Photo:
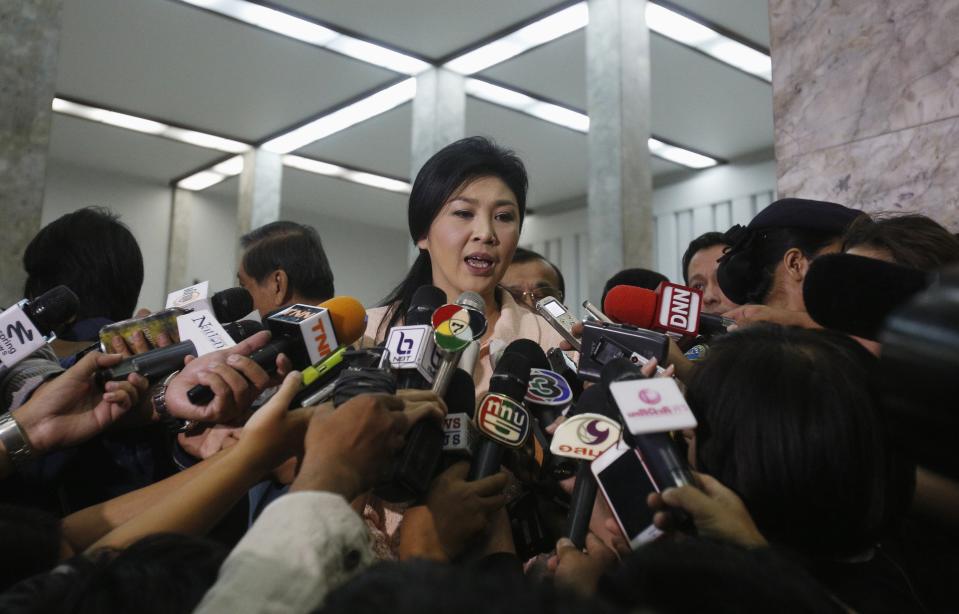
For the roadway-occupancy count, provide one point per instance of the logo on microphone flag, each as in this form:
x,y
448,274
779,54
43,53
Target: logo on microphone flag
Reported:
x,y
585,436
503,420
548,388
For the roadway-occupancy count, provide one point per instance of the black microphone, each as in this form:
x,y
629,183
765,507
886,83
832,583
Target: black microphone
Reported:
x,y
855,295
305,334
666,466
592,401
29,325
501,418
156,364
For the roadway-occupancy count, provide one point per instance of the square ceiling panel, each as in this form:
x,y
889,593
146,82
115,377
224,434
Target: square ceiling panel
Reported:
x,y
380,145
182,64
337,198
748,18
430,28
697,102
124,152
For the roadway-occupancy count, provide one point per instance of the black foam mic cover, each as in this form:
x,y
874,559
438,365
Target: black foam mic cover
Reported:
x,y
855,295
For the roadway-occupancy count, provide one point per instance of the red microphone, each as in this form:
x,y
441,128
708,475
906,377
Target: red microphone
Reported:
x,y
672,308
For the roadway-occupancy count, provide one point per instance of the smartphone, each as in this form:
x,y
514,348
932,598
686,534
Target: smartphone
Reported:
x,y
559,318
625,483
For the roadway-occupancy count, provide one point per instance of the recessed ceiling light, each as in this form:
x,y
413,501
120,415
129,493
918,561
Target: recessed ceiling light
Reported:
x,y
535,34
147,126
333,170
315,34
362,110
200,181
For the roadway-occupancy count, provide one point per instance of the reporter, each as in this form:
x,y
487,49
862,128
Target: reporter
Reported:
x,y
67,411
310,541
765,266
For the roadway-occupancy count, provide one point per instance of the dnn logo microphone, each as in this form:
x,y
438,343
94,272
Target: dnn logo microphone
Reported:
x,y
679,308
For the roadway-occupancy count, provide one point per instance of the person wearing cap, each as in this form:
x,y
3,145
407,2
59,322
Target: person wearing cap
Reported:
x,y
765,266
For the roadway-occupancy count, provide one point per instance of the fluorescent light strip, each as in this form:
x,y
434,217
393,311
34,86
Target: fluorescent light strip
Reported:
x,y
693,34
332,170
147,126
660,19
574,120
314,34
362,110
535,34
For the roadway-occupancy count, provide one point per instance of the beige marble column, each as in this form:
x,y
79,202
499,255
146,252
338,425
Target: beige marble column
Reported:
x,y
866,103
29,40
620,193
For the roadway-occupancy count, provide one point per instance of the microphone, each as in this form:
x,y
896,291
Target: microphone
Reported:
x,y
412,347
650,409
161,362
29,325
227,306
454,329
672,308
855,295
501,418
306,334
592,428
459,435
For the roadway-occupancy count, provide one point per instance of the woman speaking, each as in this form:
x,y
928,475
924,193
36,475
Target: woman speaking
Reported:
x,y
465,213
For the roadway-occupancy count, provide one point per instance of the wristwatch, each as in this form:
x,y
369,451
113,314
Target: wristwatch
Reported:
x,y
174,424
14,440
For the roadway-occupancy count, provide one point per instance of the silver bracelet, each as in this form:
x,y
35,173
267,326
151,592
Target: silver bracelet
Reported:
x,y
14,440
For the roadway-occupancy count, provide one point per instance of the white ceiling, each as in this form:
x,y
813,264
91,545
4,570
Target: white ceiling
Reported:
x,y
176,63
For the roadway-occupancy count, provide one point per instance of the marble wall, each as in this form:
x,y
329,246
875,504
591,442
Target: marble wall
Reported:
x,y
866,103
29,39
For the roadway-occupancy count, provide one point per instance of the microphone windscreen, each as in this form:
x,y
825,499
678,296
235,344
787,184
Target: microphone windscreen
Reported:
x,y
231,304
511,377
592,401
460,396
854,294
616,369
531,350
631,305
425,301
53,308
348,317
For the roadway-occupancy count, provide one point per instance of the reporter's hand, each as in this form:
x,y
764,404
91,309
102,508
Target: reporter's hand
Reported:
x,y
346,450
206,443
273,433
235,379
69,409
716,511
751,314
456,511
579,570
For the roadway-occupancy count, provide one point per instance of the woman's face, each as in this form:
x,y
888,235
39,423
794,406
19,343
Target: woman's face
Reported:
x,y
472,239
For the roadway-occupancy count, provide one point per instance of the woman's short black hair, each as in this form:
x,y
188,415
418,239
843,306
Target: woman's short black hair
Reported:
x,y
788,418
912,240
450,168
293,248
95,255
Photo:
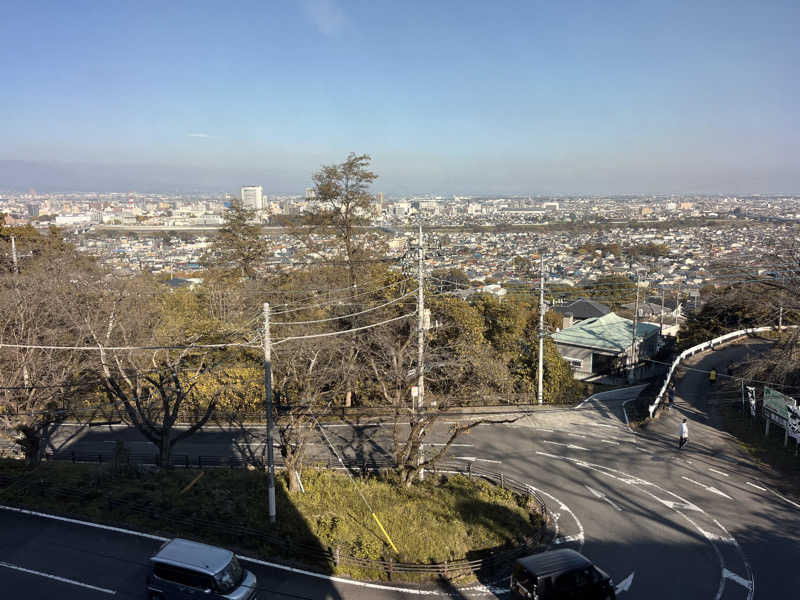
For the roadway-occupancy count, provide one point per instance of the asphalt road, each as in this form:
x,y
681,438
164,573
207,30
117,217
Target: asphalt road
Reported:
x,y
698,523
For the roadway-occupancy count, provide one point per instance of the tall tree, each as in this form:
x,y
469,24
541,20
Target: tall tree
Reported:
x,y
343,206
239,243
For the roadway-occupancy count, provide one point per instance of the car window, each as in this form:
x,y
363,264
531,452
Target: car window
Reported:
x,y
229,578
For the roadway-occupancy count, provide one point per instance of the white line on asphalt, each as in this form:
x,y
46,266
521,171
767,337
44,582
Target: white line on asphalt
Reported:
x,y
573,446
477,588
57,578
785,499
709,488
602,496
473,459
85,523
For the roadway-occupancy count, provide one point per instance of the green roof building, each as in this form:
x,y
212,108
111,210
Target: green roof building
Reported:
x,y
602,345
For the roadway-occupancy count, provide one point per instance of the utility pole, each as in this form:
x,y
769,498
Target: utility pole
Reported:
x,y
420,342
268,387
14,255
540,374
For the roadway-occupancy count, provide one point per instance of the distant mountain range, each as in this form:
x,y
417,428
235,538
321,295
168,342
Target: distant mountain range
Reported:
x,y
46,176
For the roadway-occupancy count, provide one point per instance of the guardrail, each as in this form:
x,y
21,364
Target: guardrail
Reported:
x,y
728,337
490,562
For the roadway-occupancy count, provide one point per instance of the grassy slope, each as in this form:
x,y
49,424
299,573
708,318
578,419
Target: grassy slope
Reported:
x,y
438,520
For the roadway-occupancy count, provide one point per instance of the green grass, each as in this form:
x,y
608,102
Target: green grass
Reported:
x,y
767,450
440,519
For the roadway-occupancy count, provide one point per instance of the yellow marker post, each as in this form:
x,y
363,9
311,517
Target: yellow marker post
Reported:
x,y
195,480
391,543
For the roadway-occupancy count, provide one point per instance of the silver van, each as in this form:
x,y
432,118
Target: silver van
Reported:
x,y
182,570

________________

Switch each "guardrail" to "crash barrier" in the stretch of the records from the line containing "the green roof" through the end, and write out only that stretch again with all else unchanged.

For the roadway-occupancy count, provide one point per instance of the green roof building, each as in this form:
x,y
212,108
111,210
Target: green roof building
Reported:
x,y
602,345
For the roadway-occupancy count, provide one point per instance of the utility pole, each as in this form:
x,y
769,498
Target: utility pole
Reported:
x,y
420,342
268,387
14,255
540,374
For the roadway-occupancy count, provide one point per instance of the distant mountain range, each as in this form:
x,y
417,428
235,538
321,295
168,342
Target: distant mountain range
Reported:
x,y
46,176
For the roadway-occupancy count, provide one point per instance of the crash barrier, each as in this form:
x,y
21,364
Target: crash barrier
Reported:
x,y
728,337
490,562
For the roadway-occupancy count, provide one point per instance of the grassy slope, each as in this form:
x,y
49,424
299,573
708,318
578,419
Target: grassy slope
Reported:
x,y
438,520
For the roadway-occupancy count, provide one point per instance of the green grass, each as in this form:
x,y
608,102
Target: green grass
Reported:
x,y
767,450
440,519
For the roadway-occupancy count, provide one point per instance of the yellow marker post, each as in this form:
x,y
363,9
311,517
Target: yellow marker post
Reported:
x,y
195,480
391,543
For the roadway-occupancy count, provide one point per instance of the silver van, each as in this form:
x,y
432,118
Target: silver van
Reported:
x,y
182,570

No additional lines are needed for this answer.